Supplied data:
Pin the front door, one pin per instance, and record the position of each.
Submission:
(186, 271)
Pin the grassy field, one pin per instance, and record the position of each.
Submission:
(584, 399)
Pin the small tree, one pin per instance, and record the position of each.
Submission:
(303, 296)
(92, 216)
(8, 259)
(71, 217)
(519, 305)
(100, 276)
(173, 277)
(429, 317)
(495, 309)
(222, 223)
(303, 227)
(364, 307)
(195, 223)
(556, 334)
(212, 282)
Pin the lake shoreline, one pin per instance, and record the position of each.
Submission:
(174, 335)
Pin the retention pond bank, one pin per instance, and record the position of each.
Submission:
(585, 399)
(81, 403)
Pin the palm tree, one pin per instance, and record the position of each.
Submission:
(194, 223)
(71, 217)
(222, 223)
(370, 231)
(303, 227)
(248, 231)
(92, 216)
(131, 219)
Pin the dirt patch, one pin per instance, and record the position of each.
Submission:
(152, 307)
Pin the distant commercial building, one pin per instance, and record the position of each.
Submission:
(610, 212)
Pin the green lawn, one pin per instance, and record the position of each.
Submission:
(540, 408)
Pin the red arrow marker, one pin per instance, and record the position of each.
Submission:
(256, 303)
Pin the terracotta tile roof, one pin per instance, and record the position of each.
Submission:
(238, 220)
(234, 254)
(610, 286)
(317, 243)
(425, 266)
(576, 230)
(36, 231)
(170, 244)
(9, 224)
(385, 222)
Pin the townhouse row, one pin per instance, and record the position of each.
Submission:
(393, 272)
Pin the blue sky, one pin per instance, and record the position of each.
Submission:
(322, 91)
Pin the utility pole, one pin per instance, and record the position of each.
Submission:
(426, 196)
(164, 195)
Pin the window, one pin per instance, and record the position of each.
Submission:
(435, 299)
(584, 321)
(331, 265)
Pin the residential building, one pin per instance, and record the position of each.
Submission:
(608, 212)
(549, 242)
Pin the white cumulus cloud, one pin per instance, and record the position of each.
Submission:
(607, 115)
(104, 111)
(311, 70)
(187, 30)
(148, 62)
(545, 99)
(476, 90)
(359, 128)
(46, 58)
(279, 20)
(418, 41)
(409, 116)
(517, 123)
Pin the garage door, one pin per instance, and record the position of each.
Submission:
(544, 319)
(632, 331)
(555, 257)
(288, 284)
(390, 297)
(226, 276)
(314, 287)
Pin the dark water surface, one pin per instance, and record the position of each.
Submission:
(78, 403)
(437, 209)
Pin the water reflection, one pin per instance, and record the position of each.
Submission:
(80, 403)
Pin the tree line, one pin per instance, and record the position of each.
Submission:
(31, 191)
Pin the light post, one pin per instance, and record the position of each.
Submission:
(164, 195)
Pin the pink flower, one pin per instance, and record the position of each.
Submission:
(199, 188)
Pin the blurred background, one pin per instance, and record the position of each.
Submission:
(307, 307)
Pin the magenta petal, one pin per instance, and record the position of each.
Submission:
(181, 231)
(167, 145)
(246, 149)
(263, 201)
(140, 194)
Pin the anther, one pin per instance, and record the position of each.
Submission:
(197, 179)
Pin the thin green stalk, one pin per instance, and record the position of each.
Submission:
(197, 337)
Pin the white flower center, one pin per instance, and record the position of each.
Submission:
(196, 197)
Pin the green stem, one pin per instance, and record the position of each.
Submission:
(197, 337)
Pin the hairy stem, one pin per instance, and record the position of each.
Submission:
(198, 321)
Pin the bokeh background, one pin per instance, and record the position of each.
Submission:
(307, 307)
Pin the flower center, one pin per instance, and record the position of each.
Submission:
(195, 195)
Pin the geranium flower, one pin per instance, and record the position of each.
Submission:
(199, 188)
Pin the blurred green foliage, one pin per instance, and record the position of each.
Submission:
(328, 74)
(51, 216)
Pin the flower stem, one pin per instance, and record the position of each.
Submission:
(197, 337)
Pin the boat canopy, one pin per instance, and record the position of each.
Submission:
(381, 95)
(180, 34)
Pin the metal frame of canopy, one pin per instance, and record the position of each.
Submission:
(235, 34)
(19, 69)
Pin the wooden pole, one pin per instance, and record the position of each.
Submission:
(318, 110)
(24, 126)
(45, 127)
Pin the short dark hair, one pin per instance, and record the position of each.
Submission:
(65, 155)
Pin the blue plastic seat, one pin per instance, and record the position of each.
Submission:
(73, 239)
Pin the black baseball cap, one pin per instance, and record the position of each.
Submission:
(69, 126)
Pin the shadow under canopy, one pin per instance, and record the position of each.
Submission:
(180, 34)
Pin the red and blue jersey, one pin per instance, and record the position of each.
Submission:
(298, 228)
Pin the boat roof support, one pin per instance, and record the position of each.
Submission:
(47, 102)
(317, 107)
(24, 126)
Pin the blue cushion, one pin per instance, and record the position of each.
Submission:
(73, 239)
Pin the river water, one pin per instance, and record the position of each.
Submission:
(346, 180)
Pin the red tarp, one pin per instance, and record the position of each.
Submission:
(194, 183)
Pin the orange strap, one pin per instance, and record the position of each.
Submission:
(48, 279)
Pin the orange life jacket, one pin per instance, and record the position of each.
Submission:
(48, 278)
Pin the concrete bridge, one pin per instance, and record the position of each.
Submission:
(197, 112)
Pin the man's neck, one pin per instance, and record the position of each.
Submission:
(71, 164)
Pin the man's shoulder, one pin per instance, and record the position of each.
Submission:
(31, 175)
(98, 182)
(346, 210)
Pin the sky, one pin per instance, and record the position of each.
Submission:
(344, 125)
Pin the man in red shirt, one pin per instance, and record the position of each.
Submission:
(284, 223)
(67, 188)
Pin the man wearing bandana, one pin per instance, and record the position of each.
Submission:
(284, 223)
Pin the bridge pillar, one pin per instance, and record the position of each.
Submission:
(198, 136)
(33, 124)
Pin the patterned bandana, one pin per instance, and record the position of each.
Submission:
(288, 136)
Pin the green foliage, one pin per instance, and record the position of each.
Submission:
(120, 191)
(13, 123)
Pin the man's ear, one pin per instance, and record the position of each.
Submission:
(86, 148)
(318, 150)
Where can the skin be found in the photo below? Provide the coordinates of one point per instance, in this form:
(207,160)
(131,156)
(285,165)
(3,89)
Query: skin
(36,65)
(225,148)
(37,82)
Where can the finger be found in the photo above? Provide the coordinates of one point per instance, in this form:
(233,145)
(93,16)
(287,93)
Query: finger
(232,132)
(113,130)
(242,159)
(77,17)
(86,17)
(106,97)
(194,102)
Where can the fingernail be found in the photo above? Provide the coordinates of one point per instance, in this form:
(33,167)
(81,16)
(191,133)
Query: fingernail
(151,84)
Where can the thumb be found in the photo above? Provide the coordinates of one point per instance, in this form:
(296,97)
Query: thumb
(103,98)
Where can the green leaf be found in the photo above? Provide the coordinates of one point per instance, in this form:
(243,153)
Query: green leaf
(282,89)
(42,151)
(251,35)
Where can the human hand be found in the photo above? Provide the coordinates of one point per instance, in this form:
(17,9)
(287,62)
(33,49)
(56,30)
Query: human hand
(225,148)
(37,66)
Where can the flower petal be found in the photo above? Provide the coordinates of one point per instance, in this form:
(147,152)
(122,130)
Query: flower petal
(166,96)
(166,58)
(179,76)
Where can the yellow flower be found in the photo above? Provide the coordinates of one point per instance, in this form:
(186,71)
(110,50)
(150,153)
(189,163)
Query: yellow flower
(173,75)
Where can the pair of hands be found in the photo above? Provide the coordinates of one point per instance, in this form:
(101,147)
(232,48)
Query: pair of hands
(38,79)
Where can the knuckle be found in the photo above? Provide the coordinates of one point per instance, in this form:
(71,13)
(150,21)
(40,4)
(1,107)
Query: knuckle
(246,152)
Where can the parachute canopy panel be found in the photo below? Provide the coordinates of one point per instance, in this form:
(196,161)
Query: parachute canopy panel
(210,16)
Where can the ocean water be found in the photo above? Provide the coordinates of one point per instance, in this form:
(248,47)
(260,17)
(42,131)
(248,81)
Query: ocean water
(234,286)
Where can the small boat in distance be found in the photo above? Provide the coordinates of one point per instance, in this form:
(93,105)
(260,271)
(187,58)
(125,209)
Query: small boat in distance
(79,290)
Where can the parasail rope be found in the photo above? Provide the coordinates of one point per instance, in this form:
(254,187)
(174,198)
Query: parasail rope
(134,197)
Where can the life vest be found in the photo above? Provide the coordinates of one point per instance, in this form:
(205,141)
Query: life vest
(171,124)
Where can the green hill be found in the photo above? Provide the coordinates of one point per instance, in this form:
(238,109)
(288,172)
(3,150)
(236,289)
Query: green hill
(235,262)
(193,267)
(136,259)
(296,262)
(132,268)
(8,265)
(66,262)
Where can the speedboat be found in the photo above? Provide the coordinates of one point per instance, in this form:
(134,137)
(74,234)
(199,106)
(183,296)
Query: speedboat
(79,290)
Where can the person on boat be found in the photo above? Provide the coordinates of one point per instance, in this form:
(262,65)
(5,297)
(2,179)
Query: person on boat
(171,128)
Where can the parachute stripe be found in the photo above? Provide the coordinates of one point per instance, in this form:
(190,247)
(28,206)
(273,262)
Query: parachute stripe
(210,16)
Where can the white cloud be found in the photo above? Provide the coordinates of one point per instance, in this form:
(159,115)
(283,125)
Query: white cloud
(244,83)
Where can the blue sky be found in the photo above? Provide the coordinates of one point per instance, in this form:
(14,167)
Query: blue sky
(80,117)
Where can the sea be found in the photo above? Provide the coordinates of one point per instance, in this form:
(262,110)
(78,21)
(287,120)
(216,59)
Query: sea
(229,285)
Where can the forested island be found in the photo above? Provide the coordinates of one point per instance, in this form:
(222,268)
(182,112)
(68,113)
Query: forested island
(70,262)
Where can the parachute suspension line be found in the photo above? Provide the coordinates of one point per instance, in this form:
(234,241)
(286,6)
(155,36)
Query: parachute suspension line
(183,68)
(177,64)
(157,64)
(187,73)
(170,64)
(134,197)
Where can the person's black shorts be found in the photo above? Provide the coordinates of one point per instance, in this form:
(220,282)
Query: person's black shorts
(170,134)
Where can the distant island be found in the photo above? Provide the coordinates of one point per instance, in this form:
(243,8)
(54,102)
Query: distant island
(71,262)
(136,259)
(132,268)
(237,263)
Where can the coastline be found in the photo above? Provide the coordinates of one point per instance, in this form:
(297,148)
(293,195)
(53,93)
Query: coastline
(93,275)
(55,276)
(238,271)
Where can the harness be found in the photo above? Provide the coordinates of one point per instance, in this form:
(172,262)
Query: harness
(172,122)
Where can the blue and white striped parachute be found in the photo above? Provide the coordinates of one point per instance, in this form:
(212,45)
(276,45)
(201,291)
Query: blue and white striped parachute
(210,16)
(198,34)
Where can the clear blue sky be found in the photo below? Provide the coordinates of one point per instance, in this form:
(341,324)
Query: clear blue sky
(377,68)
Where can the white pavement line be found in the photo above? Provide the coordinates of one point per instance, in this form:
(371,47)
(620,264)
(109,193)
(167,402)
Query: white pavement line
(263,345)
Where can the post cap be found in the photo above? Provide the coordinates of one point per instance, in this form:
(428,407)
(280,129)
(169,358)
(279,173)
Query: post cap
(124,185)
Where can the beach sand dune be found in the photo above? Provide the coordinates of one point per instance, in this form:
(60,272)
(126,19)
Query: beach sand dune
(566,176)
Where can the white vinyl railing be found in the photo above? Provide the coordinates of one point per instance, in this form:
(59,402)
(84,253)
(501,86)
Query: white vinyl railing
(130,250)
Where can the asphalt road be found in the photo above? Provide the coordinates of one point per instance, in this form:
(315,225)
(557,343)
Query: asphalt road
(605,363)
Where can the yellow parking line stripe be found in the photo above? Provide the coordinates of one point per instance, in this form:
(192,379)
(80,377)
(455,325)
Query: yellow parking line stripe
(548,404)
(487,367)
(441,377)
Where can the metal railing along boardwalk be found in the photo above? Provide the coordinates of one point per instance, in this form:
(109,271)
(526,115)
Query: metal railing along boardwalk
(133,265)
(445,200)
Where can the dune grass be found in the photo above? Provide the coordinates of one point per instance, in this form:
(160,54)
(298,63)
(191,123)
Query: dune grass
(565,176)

Exercise objective: Leave out every line after the one with "Pin the small". Reproduce the material above exactly from its first line through that line.

Answer to this task:
Pin the front door, one pin per instance, and record the position of each.
Submission:
(186, 271)
Pin the grassy field, one pin per instance, and record the position of each.
Submission:
(584, 399)
Pin the small tree, one pin per instance, and record the position of each.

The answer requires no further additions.